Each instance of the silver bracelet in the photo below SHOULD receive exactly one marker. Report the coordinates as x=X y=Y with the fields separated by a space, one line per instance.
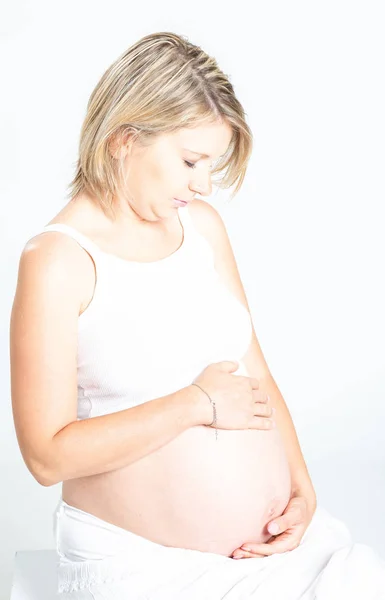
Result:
x=214 y=422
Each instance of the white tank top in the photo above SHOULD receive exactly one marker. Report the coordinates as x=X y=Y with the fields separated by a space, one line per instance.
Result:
x=152 y=327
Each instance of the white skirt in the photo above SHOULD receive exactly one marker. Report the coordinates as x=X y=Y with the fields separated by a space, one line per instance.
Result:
x=100 y=561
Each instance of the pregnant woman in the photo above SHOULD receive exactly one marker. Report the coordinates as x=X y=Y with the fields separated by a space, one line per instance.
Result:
x=137 y=377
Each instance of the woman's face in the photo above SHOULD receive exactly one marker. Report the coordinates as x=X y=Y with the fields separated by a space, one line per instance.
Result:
x=172 y=167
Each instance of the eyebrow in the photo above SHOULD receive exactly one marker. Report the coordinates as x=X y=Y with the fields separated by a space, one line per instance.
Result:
x=199 y=153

———

What you should do: Reproduce the listing above exactly, but skip the pictures.

Response area:
Each instance of the silver bracelet in the photo below SHOULD receive exactly one marker. Report the coordinates as x=X y=Y with the fields separated by a space, one line per instance.
Result:
x=214 y=422
Each instance of the white tank top in the photo above SHOULD receive exactly one marker. Report the coordinates as x=X y=Y with the fields separated by a space, one line per instance.
Result:
x=152 y=327
Each instance of the white skirt in the photo above SHOULD receive exactly one marker. Report the coordinates as x=X y=Y with the fields separated by a space, one line per instance.
Result:
x=100 y=561
Each instance of the pregnant woman in the photo above SHOULD receive exactly one marker. Report the coordinates as x=X y=Y with the fields separated by a space, one line per instance.
Result:
x=137 y=377
Each instance of the woman's face in the photo above SHOULD receive exactly one marker. Report the coordinates as x=X y=Y with the fields separated by a space, one line per instance.
Result:
x=172 y=167
Each instance of the eyebrow in the photo above SHOULD receive exactly one marker. Report the coordinates as x=X y=Y with the fields separated by a space, one line per instance.
Result:
x=199 y=153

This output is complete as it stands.